▸ **TASK REQUIREMENTS**:
From the data below, retype exactly the lines starting with the one that contains "the blue sky." and ending with the one that contains "the white foam", both included.

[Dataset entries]
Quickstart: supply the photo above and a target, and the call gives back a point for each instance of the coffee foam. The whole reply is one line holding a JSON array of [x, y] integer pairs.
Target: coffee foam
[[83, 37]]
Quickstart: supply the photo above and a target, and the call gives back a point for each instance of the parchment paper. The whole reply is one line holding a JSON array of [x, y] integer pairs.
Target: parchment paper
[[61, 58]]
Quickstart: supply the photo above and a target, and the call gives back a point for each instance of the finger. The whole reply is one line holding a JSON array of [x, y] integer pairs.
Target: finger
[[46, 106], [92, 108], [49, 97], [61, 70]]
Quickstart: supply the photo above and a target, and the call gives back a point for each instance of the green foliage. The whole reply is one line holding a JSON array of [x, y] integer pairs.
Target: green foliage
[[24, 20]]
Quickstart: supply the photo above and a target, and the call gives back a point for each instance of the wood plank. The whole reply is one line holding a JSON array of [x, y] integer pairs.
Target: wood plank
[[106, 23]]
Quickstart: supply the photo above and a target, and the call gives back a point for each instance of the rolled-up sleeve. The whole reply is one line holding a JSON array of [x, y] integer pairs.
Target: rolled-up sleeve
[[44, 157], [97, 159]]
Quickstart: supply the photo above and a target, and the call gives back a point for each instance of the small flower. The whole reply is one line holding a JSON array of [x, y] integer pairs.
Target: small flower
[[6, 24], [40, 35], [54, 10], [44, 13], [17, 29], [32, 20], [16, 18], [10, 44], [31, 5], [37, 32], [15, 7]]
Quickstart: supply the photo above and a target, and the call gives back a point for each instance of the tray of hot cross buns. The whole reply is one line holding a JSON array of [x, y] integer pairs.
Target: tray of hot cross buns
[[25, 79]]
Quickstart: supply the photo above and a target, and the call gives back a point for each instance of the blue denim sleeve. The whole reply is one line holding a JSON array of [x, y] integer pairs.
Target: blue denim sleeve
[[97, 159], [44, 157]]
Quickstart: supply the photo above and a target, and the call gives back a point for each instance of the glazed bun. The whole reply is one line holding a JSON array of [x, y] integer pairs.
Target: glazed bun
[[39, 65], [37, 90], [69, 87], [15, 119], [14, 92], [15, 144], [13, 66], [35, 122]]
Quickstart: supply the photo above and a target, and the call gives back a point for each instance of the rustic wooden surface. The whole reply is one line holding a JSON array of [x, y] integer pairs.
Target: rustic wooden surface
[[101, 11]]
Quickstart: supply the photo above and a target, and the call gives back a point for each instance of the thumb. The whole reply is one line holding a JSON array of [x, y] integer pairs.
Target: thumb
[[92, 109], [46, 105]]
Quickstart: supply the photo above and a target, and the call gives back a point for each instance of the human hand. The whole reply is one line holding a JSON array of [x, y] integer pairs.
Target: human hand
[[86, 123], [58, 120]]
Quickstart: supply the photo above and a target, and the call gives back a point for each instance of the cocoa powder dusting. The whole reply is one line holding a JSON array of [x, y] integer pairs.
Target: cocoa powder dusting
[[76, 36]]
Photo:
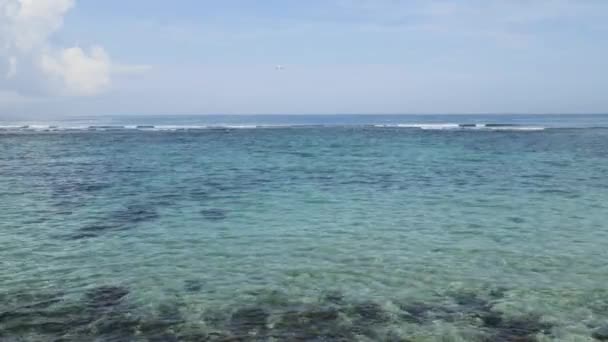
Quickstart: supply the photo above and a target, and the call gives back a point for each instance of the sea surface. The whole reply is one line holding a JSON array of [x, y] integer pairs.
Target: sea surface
[[304, 228]]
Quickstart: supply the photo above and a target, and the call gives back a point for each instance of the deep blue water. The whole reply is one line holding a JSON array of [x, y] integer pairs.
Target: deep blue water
[[321, 228]]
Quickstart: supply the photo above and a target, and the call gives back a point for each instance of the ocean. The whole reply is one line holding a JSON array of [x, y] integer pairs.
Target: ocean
[[304, 228]]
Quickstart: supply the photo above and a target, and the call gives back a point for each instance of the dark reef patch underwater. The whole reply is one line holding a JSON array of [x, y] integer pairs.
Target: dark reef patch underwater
[[105, 313]]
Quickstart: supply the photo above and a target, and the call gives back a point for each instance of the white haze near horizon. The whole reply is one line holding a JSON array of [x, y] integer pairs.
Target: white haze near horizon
[[80, 57]]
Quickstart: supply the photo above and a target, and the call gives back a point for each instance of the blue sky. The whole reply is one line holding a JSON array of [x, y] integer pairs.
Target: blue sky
[[89, 57]]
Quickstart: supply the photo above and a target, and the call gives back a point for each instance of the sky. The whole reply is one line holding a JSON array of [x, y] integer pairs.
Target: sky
[[113, 57]]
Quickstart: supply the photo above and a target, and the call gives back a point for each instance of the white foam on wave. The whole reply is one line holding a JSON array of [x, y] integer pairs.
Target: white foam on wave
[[17, 127], [453, 126], [430, 126]]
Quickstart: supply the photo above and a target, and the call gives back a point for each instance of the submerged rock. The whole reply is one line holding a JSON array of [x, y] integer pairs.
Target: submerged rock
[[135, 214], [214, 214], [601, 333], [311, 324], [370, 312], [105, 296], [193, 285], [524, 328], [249, 322]]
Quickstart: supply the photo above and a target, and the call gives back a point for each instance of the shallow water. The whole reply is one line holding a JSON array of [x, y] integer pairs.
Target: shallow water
[[310, 234]]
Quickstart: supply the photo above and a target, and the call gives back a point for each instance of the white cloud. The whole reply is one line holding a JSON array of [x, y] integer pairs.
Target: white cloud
[[80, 73], [12, 67], [25, 30]]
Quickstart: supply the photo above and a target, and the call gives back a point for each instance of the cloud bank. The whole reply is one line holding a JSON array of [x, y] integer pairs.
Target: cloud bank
[[33, 65]]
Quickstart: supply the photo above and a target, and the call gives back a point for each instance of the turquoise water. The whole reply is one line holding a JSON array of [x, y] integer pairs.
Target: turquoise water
[[341, 232]]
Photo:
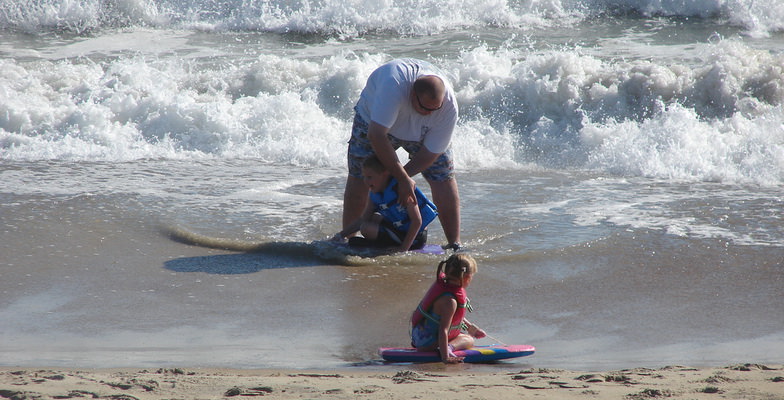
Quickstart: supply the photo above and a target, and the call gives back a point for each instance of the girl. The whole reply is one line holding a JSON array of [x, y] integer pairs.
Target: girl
[[439, 318]]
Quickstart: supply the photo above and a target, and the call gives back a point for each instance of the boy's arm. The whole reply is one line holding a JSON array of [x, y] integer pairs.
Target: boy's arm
[[413, 229], [474, 330]]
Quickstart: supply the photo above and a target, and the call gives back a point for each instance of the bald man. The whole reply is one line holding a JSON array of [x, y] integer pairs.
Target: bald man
[[406, 103]]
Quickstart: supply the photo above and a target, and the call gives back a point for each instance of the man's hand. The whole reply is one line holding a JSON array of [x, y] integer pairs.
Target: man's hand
[[405, 192]]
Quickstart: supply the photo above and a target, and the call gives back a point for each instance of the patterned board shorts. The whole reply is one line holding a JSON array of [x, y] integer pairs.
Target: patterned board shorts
[[359, 149]]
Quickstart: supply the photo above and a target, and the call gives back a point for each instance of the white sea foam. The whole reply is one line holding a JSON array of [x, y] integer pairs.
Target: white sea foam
[[722, 120], [350, 18]]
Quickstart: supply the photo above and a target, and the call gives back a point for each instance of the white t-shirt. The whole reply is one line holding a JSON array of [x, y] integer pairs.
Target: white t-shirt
[[386, 100]]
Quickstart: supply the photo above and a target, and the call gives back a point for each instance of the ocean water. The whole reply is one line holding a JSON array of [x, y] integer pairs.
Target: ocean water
[[165, 167]]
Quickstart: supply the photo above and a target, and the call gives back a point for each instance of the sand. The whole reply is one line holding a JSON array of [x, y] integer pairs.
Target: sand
[[430, 381]]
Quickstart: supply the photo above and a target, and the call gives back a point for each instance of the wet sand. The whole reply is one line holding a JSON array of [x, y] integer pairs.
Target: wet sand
[[741, 381]]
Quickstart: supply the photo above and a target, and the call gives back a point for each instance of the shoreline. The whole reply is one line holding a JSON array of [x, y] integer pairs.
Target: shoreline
[[401, 381]]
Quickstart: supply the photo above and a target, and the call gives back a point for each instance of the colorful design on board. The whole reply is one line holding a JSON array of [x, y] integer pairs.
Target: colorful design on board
[[476, 354]]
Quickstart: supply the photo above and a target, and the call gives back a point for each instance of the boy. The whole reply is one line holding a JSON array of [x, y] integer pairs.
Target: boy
[[384, 222]]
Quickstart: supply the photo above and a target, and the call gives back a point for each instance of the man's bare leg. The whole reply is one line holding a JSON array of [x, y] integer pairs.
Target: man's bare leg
[[355, 198], [447, 199]]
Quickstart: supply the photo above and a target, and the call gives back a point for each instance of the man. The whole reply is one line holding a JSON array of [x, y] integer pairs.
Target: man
[[406, 103]]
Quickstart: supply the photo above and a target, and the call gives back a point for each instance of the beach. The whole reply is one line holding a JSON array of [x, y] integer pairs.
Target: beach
[[170, 170], [427, 381]]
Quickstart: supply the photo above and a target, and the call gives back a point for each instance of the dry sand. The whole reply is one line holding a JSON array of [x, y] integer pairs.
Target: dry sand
[[746, 381]]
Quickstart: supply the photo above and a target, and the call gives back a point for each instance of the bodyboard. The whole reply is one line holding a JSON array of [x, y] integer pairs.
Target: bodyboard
[[477, 354], [362, 251]]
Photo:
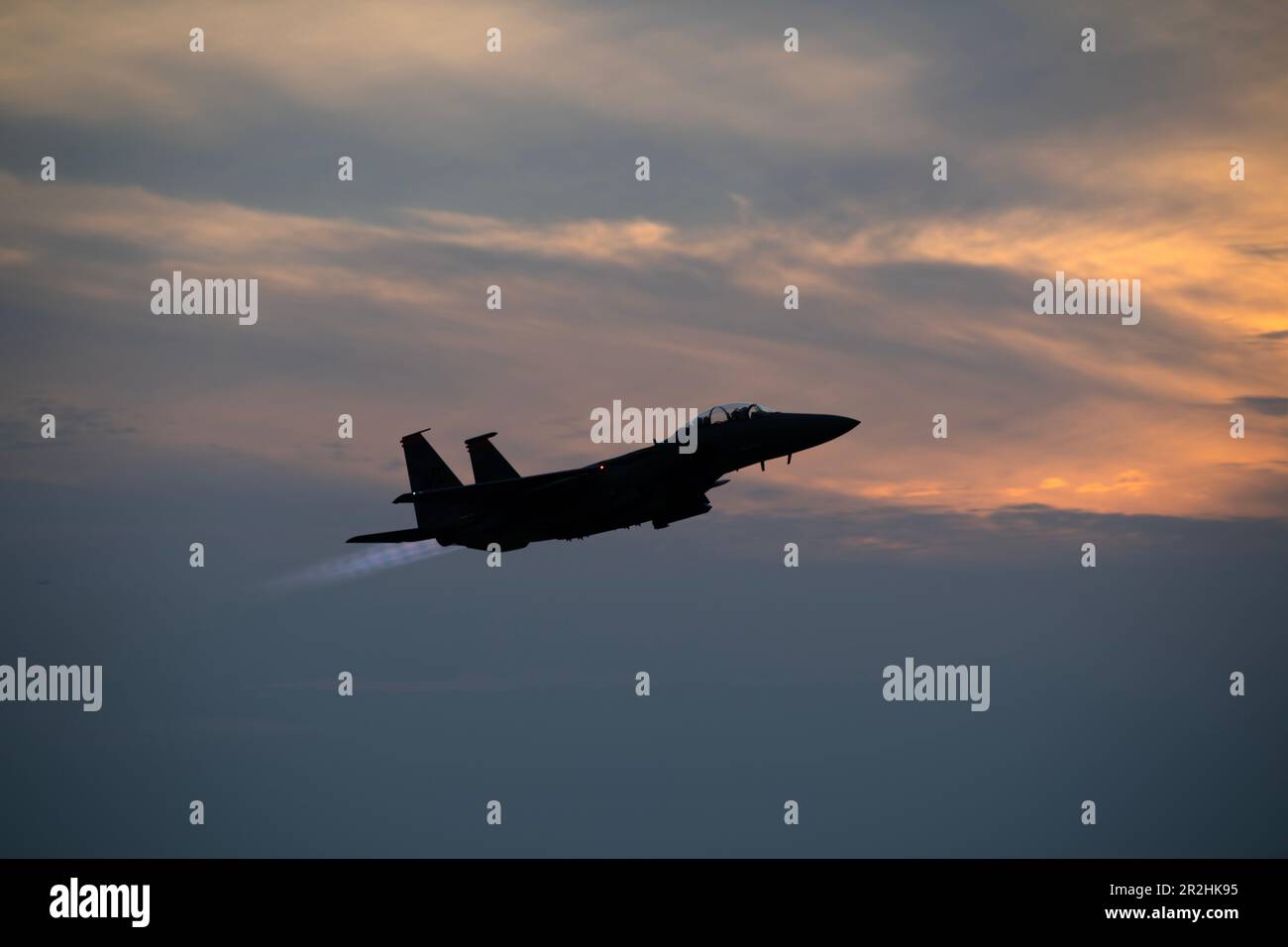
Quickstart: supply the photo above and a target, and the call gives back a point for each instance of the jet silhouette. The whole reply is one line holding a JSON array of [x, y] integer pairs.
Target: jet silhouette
[[657, 483]]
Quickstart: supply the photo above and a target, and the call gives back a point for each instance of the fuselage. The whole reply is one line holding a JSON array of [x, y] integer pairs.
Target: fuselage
[[658, 483]]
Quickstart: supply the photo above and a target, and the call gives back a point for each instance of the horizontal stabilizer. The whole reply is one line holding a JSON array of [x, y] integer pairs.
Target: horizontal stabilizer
[[487, 462], [393, 536]]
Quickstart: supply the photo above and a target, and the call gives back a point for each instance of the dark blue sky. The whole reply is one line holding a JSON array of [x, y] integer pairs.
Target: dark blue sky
[[768, 167]]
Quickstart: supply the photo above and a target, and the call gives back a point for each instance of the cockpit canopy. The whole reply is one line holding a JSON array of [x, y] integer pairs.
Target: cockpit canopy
[[732, 411]]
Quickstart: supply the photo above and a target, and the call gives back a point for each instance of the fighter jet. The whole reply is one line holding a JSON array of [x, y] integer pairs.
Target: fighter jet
[[658, 483]]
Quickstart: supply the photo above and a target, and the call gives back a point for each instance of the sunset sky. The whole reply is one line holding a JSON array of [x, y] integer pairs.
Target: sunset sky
[[768, 169]]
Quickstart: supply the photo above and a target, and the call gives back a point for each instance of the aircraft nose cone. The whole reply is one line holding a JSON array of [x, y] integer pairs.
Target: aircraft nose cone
[[831, 427]]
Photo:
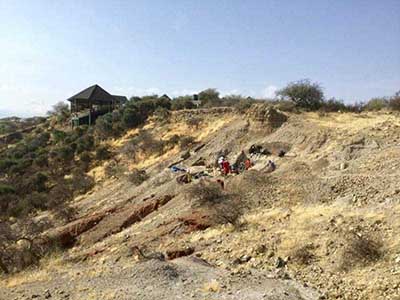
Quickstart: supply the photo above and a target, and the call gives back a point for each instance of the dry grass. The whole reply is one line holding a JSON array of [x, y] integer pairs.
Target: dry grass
[[360, 250], [212, 286]]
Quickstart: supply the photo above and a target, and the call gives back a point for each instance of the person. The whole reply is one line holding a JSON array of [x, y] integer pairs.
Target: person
[[221, 183], [226, 167], [248, 164], [220, 161], [270, 166]]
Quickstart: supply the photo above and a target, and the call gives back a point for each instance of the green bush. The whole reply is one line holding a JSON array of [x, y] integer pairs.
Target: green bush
[[6, 163], [39, 182], [6, 189], [193, 122], [333, 105], [65, 153], [137, 177], [58, 135], [376, 104], [186, 142], [21, 166], [84, 143], [210, 98], [162, 115], [102, 153], [182, 102], [104, 126], [286, 105], [304, 94]]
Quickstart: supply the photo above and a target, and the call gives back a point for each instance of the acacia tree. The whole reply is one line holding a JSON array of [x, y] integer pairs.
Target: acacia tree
[[304, 94], [209, 98]]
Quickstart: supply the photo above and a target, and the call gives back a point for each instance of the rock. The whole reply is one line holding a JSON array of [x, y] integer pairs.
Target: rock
[[245, 258], [280, 263]]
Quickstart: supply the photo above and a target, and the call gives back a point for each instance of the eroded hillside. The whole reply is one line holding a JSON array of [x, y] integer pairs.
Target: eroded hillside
[[324, 225]]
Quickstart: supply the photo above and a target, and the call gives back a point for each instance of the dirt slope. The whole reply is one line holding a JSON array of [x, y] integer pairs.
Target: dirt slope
[[326, 218]]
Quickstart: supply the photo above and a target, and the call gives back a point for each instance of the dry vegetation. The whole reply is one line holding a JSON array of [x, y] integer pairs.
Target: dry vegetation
[[327, 217]]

▸ **RESULT OF THE TASK**:
Quickstart: supply the photo above and a target, and the call gives back a point for each instance of the blue sky. The whole reply is one line holding a JSON array of [x, y] integer pairs.
Target: blue sky
[[89, 57]]
Quickstart: supply the photo above and a target, and the call gives back a point for each instance of the sky. The whole reply is one line holding a JSON array of [x, y] integer pairs.
Target: sky
[[113, 57]]
Quickstart: supply the photo above and a target, and the call gives back a point for each instance of the white foam on wave. The whole reply is one line holding a JSON array of [x, y] integer pairs.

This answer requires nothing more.